Your goal
Reproduce the material below verbatim, from its very first line down to the line containing "positive clicks: (167, 1227) (177, 1209)". Include both of those lines.

Stored items
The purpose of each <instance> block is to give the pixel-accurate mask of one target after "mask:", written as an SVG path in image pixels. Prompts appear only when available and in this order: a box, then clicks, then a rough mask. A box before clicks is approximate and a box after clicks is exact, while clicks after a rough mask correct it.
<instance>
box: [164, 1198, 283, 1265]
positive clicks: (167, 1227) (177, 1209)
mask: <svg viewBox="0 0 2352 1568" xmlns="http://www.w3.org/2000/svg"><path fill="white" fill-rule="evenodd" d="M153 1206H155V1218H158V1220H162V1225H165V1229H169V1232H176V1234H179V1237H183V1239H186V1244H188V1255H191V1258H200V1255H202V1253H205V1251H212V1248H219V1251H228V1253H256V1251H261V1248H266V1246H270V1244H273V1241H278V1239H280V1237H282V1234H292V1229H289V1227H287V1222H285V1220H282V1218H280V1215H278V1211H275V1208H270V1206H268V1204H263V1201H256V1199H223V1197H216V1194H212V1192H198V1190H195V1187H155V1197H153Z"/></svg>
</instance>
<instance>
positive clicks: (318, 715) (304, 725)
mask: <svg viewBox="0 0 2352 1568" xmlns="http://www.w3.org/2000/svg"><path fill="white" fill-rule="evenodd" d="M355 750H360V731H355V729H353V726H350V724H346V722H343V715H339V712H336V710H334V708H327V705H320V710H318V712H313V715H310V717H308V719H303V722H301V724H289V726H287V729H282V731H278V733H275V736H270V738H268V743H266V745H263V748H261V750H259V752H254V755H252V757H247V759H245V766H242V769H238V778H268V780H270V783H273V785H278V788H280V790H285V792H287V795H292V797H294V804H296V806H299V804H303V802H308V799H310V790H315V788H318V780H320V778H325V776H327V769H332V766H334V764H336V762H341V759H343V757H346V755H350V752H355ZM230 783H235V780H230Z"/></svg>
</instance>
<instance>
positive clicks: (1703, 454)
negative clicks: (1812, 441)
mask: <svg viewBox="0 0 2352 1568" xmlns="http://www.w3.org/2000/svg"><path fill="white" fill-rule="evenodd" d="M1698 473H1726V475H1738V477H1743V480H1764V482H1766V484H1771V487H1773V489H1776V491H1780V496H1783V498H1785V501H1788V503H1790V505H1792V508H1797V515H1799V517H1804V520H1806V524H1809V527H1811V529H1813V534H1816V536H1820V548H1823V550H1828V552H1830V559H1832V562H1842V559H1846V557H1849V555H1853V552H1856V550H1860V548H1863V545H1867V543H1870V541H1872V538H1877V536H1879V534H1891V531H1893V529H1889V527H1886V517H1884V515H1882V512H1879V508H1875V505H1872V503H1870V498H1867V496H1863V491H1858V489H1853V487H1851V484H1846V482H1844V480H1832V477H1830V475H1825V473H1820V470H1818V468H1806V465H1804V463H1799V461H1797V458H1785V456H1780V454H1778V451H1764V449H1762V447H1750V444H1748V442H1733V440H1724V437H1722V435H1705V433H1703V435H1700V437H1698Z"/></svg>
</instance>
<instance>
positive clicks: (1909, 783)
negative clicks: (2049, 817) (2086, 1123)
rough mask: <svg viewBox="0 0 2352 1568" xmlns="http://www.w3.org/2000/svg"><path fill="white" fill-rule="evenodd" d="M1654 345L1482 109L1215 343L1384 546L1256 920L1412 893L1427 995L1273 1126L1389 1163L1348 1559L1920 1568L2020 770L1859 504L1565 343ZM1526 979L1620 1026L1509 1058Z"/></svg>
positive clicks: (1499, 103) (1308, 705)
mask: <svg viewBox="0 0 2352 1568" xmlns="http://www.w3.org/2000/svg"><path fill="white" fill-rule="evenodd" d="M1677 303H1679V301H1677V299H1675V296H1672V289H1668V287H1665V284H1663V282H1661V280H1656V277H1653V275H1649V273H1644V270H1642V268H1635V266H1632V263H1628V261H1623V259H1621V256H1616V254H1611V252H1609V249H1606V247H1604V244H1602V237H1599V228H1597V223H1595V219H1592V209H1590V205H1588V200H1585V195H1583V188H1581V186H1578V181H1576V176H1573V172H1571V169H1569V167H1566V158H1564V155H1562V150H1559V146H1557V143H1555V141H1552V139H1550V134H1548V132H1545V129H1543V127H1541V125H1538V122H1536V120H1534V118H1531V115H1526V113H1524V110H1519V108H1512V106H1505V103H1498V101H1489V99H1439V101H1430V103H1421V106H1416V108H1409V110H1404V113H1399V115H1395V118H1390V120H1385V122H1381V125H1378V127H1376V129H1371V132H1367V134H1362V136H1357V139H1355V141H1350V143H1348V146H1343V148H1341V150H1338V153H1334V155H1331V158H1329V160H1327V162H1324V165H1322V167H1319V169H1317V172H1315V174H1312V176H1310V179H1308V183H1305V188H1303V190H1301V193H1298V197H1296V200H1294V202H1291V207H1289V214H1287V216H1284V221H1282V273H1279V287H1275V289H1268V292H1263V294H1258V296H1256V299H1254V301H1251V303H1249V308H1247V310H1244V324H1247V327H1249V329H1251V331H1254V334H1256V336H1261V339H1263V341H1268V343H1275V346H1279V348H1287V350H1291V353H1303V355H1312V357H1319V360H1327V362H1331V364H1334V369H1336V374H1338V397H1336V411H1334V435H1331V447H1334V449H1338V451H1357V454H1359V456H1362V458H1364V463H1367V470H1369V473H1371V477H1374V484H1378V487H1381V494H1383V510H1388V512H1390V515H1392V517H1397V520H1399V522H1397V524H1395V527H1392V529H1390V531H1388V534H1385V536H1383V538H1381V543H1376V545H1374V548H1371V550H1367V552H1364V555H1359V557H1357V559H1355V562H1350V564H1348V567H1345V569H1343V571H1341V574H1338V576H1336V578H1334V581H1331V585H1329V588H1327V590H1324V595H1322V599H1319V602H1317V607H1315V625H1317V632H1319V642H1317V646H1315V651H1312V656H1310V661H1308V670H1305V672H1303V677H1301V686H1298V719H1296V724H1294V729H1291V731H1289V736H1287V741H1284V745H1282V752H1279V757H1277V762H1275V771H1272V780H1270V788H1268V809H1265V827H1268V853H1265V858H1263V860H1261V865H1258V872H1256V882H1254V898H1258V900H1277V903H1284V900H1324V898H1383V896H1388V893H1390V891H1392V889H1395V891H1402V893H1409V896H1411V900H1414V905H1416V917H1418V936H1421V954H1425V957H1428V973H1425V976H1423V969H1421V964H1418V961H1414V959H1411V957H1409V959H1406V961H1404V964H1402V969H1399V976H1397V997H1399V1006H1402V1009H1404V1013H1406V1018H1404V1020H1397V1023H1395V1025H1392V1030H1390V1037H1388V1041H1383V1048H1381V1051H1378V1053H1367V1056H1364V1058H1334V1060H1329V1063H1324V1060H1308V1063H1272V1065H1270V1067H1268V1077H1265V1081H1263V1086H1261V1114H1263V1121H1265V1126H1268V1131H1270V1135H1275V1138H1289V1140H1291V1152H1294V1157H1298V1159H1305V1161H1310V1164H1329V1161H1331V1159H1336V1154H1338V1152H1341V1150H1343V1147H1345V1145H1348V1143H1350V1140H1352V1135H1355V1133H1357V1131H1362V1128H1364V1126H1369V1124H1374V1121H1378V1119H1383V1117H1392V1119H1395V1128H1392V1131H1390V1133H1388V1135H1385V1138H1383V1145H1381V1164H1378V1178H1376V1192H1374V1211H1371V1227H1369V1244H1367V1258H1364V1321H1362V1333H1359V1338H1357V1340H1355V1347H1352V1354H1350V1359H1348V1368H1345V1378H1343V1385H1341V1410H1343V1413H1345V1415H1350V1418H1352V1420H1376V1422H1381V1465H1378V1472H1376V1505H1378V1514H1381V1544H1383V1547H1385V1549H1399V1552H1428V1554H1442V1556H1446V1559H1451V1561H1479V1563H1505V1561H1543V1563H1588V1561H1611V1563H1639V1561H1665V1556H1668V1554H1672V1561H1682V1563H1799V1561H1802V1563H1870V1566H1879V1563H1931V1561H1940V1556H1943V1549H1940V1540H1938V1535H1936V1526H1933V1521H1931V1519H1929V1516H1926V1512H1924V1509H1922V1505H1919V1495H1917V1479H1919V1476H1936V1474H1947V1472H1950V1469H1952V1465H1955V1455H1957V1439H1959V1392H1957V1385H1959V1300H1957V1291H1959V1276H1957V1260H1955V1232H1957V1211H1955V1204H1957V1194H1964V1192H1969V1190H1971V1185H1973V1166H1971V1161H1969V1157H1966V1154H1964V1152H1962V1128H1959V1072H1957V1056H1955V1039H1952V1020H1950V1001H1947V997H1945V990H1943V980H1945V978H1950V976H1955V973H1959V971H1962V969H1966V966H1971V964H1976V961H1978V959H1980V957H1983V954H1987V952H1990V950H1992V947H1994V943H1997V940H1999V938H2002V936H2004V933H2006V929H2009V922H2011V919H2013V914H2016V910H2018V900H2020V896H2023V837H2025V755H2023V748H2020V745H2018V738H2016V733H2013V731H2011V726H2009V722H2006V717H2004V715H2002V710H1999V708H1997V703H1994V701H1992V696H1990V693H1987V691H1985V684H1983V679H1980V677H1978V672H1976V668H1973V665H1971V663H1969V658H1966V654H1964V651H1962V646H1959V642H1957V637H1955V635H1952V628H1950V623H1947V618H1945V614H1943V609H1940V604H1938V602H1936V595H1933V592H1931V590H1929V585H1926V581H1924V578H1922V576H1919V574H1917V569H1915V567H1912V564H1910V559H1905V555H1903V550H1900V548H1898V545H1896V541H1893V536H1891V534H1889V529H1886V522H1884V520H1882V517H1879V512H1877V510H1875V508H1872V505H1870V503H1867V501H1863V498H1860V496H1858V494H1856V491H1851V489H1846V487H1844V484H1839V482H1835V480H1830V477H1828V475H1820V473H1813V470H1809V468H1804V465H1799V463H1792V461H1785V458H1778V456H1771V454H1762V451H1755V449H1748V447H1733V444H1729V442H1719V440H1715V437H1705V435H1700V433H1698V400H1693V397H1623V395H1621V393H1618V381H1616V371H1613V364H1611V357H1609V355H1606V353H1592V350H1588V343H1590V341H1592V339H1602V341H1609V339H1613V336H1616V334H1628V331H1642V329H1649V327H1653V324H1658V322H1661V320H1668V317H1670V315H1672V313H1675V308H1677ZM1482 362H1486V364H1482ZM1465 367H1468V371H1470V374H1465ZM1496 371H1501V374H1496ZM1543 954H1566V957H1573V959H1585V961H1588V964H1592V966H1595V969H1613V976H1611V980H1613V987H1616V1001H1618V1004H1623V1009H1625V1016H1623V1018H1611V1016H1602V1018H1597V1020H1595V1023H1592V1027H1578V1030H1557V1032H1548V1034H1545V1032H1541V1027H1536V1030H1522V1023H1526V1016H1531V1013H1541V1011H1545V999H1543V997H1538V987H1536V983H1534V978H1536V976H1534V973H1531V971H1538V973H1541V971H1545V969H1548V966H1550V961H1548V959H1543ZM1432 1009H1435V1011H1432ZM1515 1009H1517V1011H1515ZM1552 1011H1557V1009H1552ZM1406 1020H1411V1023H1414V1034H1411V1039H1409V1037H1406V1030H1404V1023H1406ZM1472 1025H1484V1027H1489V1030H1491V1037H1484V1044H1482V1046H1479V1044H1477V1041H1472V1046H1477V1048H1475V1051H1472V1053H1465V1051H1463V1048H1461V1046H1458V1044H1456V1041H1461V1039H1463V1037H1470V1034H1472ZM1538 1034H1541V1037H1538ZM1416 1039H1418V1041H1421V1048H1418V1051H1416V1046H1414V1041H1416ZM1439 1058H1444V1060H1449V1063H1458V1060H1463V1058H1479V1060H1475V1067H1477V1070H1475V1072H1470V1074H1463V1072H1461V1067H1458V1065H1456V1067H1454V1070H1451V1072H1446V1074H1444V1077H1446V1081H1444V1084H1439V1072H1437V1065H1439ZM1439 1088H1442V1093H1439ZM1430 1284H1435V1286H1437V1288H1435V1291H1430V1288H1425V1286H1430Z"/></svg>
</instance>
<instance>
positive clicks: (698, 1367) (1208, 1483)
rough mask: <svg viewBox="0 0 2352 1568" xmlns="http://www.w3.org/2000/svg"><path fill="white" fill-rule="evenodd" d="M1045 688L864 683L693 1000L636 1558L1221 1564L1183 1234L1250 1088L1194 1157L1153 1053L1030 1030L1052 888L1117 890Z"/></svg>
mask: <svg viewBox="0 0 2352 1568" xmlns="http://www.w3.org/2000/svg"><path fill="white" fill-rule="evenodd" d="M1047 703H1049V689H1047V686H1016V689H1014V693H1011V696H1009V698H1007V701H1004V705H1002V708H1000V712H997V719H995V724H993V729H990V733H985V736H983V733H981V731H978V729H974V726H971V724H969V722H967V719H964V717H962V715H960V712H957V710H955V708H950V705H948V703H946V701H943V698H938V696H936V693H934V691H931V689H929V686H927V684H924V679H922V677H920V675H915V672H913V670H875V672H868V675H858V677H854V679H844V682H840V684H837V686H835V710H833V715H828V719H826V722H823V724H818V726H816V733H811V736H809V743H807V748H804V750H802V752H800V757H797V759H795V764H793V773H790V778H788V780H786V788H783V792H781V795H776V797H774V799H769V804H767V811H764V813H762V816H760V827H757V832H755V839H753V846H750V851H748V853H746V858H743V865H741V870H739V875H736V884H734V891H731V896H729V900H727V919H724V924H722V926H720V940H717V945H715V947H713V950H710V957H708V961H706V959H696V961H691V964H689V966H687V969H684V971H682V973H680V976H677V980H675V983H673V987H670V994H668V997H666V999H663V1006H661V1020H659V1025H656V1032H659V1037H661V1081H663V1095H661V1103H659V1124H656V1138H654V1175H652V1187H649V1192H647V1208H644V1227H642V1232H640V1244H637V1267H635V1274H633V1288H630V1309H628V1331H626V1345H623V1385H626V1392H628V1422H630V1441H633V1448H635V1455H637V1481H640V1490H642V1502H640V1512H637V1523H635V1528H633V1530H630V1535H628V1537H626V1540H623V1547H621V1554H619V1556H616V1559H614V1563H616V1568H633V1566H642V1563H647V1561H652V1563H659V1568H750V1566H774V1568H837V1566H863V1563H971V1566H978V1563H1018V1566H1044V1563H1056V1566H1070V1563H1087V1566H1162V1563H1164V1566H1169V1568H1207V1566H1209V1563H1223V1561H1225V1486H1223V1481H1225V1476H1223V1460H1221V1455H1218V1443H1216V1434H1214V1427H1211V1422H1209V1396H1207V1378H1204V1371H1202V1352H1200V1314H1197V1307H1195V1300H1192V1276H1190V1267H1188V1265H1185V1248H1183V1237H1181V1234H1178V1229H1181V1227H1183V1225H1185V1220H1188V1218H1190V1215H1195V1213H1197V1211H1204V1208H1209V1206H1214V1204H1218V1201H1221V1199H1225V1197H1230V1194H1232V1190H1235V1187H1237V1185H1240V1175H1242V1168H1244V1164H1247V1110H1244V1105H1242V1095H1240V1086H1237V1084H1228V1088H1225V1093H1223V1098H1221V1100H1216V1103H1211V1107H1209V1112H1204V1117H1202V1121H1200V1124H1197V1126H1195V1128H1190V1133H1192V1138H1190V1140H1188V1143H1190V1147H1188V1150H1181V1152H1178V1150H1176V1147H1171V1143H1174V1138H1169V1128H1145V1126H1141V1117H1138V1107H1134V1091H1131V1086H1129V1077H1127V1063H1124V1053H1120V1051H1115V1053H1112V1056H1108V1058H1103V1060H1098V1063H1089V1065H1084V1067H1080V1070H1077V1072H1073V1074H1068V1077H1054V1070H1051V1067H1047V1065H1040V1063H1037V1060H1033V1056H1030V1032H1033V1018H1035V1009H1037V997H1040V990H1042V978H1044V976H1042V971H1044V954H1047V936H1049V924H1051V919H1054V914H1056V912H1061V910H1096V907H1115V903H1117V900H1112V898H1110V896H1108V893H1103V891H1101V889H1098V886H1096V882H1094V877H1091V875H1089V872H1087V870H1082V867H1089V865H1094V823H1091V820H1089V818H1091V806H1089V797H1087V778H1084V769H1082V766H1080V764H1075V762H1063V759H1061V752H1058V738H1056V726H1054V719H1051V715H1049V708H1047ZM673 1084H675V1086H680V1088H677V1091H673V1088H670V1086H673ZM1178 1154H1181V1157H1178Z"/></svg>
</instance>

Response to this task
The purpose of each <instance> block is to give the pixel-accurate mask of one target after "mask:", written as an SVG path in image pixels. Prompts appear only when available and in this order: a box, then clicks, then a rough mask. A box before clicks is approximate and a box after clicks is exact, while clicks after a rough mask correct it.
<instance>
box: [164, 1198, 283, 1265]
positive clicks: (167, 1227) (177, 1209)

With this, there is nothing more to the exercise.